• _GOAL_:
Convert every line of the listing below into a JSON list of strings, one string per line, skipping any blank lines.

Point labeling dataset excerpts
==================================================
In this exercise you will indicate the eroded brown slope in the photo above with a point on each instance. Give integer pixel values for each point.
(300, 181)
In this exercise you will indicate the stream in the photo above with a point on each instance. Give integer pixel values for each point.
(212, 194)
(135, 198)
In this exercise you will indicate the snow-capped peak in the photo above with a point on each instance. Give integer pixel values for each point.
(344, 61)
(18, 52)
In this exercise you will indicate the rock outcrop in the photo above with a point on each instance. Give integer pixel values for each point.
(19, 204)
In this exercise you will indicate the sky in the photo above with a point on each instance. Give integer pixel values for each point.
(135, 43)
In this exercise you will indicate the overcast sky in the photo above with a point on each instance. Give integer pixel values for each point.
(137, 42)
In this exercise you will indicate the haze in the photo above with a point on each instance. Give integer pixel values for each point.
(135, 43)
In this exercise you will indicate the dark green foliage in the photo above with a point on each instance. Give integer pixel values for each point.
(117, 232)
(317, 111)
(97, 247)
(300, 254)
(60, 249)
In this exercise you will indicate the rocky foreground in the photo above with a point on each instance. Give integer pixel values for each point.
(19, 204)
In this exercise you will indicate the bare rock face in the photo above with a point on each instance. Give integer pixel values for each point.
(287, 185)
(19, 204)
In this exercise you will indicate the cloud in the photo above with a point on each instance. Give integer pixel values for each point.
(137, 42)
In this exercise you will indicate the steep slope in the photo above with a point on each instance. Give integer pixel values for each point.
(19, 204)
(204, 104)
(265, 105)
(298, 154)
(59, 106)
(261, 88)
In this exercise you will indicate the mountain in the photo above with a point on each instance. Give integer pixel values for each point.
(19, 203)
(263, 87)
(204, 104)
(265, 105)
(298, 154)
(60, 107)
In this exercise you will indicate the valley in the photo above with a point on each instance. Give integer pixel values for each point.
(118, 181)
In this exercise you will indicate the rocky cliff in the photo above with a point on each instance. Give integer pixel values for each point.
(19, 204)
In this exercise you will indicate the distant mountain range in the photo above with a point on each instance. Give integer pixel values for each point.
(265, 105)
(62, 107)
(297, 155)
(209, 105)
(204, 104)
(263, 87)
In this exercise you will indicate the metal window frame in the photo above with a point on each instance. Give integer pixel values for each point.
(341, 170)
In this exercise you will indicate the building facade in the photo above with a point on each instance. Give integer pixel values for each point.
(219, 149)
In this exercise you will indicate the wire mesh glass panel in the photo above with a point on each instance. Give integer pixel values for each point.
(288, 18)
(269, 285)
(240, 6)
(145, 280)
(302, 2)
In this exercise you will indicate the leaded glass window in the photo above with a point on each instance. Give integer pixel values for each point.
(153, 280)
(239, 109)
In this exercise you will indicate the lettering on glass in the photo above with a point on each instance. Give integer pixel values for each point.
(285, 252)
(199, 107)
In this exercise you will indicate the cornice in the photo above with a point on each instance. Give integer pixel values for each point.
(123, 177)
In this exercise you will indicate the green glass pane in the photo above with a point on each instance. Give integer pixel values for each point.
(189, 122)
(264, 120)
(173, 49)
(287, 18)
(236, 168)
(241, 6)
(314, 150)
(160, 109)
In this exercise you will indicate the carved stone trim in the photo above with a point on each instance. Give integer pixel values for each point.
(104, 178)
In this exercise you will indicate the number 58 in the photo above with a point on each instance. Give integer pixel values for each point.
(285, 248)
==================================================
• _WRITTEN ANSWER_:
[
  "In this exercise you will indicate the eroded brown slope in the photo above with a point on each instance. Give integer pixel values for each point.",
  "(300, 181)",
  "In this exercise you will indicate the stream in the photo above with a point on each instance. Give integer pixel values for each point.",
  "(212, 194)",
  "(135, 198)",
  "In this exercise you will indicate the snow-capped peak in the photo above with a point on each instance. Give integer pixel values for each point.",
  "(344, 61)",
  "(18, 52)",
  "In this exercise you will indicate the rock outcrop in the photo above with a point on each instance. Give integer pixel values for each point.",
  "(19, 204)",
  "In this exercise you will indicate the sky in the photo above with a point on each instance. Give integer pixel values for each point.",
  "(135, 43)",
  "In this exercise you will indicate the overcast sky in the photo above with a point on each instance. Give integer pixel values for each point.",
  "(137, 42)",
  "In this exercise you will indicate the haze in the photo above with a point on each instance. Give integer pixel values for each point.",
  "(135, 43)",
  "In this exercise you will indicate the dark green foliage in the photo above with a point on each instance. Give integer pixel values for each point.",
  "(117, 232)",
  "(317, 111)",
  "(97, 247)",
  "(300, 254)",
  "(60, 249)",
  "In this exercise you will indicate the rocky foreground in the photo above with a point on each instance. Give integer pixel values for each point.",
  "(19, 204)",
  "In this exercise you will indicate the bare rock face in the photo above with a point on each instance. Give integer pixel values for each point.",
  "(287, 185)",
  "(19, 204)",
  "In this exercise you will indicate the cloud in the photo above with a point on each instance. Give integer pixel values for each point.",
  "(137, 42)",
  "In this exercise you will indicate the steep slope in the photo above with a point on each instance. Give integer pixel values for each point.",
  "(19, 204)",
  "(204, 104)",
  "(265, 105)",
  "(298, 154)",
  "(59, 106)",
  "(261, 88)",
  "In this exercise you will indicate the mountain in the photo above with a point on each instance. Give integer pixel values for each point.",
  "(19, 203)",
  "(263, 87)",
  "(204, 104)",
  "(265, 105)",
  "(298, 154)",
  "(60, 107)",
  "In this exercise you will indicate the valley in the photo above with a point on each instance. Give integer pixel values for each point.",
  "(118, 181)",
  "In this exercise you will indicate the rocky cliff in the photo above with a point on each instance. Give integer pixel values for each point.",
  "(19, 204)",
  "In this exercise you will indicate the distant mountain range in the photo above with a point on each instance. Give integer pixel values for each point.",
  "(265, 105)",
  "(62, 107)",
  "(297, 155)",
  "(209, 105)",
  "(204, 104)",
  "(263, 87)",
  "In this exercise you will indicate the metal window frame in the photo above with a point on each instance. Give integer pixel values for each point.",
  "(341, 170)",
  "In this exercise you will indicate the building facade in the photo above with a point on each instance. Give integer pixel values for each point.",
  "(219, 149)",
  "In this exercise you will indicate the wire mesh glass panel in the photo above with a point on each instance. Give integer pixel values for each point.",
  "(288, 18)",
  "(269, 285)",
  "(240, 6)",
  "(145, 280)",
  "(302, 2)",
  "In this exercise you will indicate the leaded glass window in the photo above with a point on each instance. Give integer pixel values for each point.",
  "(153, 280)",
  "(239, 109)",
  "In this exercise you will indicate the lettering on glass in the photo above with a point on each instance. Give integer pixel values for each point.",
  "(285, 252)",
  "(199, 107)",
  "In this exercise you will indicate the cornice in the photo above with a point on each instance. Give integer pixel values for each point.",
  "(123, 177)",
  "In this exercise you will indicate the green glass pane in the photo above with a point on each instance. Give integer pixel values for each point.",
  "(189, 122)",
  "(264, 120)",
  "(173, 49)",
  "(287, 18)",
  "(236, 168)",
  "(241, 6)",
  "(314, 150)",
  "(160, 109)",
  "In this exercise you will indicate the carved stone trim in the photo above with a point on each instance. Give integer pixel values for each point.",
  "(104, 178)",
  "In this exercise you will indicate the number 58 in the photo above with a point on each instance. Give integer pixel values for each point.",
  "(285, 248)"
]